We have all the data that we need.

You have already mentioned the Lambert-Beer law.

For the solution of a single compound S in a cuvette of width d, the absorbance $E_\lambda$ at a particular wavelength $\lambda$ is proportional to the concentration $c$ of S.

\[E_\lambda = \log_{10}{\left(\frac{I_0}{I} \right)} = \epsilon_\lambda\cdot c \cdot d \]

A higher concentration of S will result in higher absorbance.

Now imagine that the light-absorbing molecules S are linked together by units that do not absorb the light at the wavelength observed.

Let's compare two equimolar solutions of $$\ce{-linker-S-linker-S-linker}$$ and $$\ce{-linker-S-linker-S-linker-S-linker-S-linker-S-linker}$$

The second will show a higher absorbance, since the concentration of S is higher!

Now let's have a look at equimolar solutions of different compounds S1 and S2 and their absorbance.
----
#### GIVEN TASK 1:
Return everything from "Now imagine that" down to "and their absorbance." in the absorbance passage, word for word.
#### GIVEN TASK 2:
In the absorbance passage, why does the second of the two equimolar linker solutions show a higher absorbance?
#### GIVEN TASK 3:
Extend the absorbance passage past its last sentence.

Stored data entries
----
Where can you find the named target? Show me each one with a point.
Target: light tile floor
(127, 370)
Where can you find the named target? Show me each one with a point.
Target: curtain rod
----
#### TASK ANSWER 1:
Now imagine that the light-absorbing molecules S are linked together by units that do not absorb the light at the wavelength observed.

Let's compare two equimolar solutions of $$\ce{-linker-S-linker-S-linker}$$ and $$\ce{-linker-S-linker-S-linker-S-linker-S-linker-S-linker}$$

The second will show a higher absorbance, since the concentration of S is higher!

Now let's have a look at equimolar solutions of different compounds S1 and S2 and their absorbance.

#### TASK ANSWER 2:
Its concentration of S is higher.

#### TASK ANSWER 3:
We have outlined above that the absorbance $E_\lambda$ is proportional to the concentration of the light-absorbing species.

But apparently, different compound to not all absorb the same at a particular wavelength!

Exactly this is expressed with the molar absorption coefficient $\epsilon_\lambda$. The higher $\epsilon_\lambda$, the stronger the attenuation of incoming light. Note that $\epsilon_\lambda$ is

  • always given for a particular wavelength
  • a compound-specific constant

Let's tie the pieces together!

  1. When light-absorbing units are linked together by 'blind' linkers, the effective concentration of the absorbing units counts.
  2. Different compounds can absorb at the same wavelength, but due to their specific $\epsilon_\lambda$, they will do this to different amounts.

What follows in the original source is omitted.